• EXERCISE
Copy the part of the Union High School text starting at "The Union Titans boys'" and ending at "state's 4A division.", keeping every word as it appears.

• TEXT SECTION
◆ ◆ ◆ ◆ ◆ ◆ ◆

Union High School is an American public high school in Vancouver, Washington. It is part of the Evergreen Public Schools school district. While the campus is located within the proper city limits of Vancouver, it has a Camas area zip code. The campus was completed in July 2007. Union High School's principal is Griffin Peyton. The school colors are black, silver, and red. The school's mascot is the Titan.

About
Union opened in the fall of 2007 with students consisting of only freshmen, sophomores, and a handful of juniors. The original Union High School was founded in 1910. James Blair was the first principal.

It is the fourth high school built in the Evergreen School District – Evergreen High School was the first, Mountain View High School was second, and Heritage High School was the third. The four high schools share one football stadium, McKenzie Stadium, which is adjacent to Evergreen High School.

The school and campus were developed with the concept of utilizing contemporary educational technology. The design collaboration for the school won it a 2007 Community Development Department Community Pride Design award.

In June 2010 Newsweek magazine listed Union High School in its annual list of “America’s Best High Schools,” which includes 1,600, or about 6 percent, of the nation's high schools. UHS was listed 572nd nationally and 8th out of 32 high schools listed in the state of Washington.

Sports
The Union football team is one of the school's most prominent athletic teams. They had a record of 6-3 in their first year without seniors. In 2008, the undefeated Titans lost to Bellevue High School in the 3A state championship game. The Titans won 3A GSHL league titles in 2008, and 2009. The Titans earned 2nd place 4A GSHL titles in 2010, 2011, 2012 and 2013 and finished 1st in 2017 and 2018. In 2018 the undefeated Titans beat Lake Stevens High School 52-20 in the 4A state championship, receiving their first state title in football.

Union's wrestling team are five-time Clark County champions, five-time GSHL league champions, six-time district champions, and three-time regional champions. In 2011, Titan wrestling took the team title at the prestigious Pacific Coast Championships, and in 2012 and 2014 they won state trophies, placing 4th and 3rd respectively. Union's individual state champions include Clint Coulter (2010), John "Junior" Godinho (2014), Alex Berfanger (2014) and two-time state champs Dan Snediker and Ethan Rowton.

The cheer squad also placed 2nd at state.

Union's track and field has seen many accomplishments in its short history. In its first year, the track team finished second at state.

The Union Titans softball team were league, district and regional champs, and then took 3rd in state.

The Union Titans boys' basketball program is among the finest in the state, having won or competed in state championships nearly every year. The 2017 varsity boys' team won 2nd place in the state's 4A division.

◆ ◆ ◆ ◆ ◆ ◆ ◆

• DATA EXTRACT

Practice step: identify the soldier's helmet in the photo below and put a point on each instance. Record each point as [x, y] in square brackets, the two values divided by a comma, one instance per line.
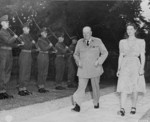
[26, 25]
[4, 18]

◆ ◆ ◆ ◆ ◆ ◆ ◆

• SOLUTION TO THE EXERCISE
The Union Titans boys' basketball program is among the finest in the state, having won or competed in state championships nearly every year. The 2017 varsity boys' team won 2nd place in the state's 4A division.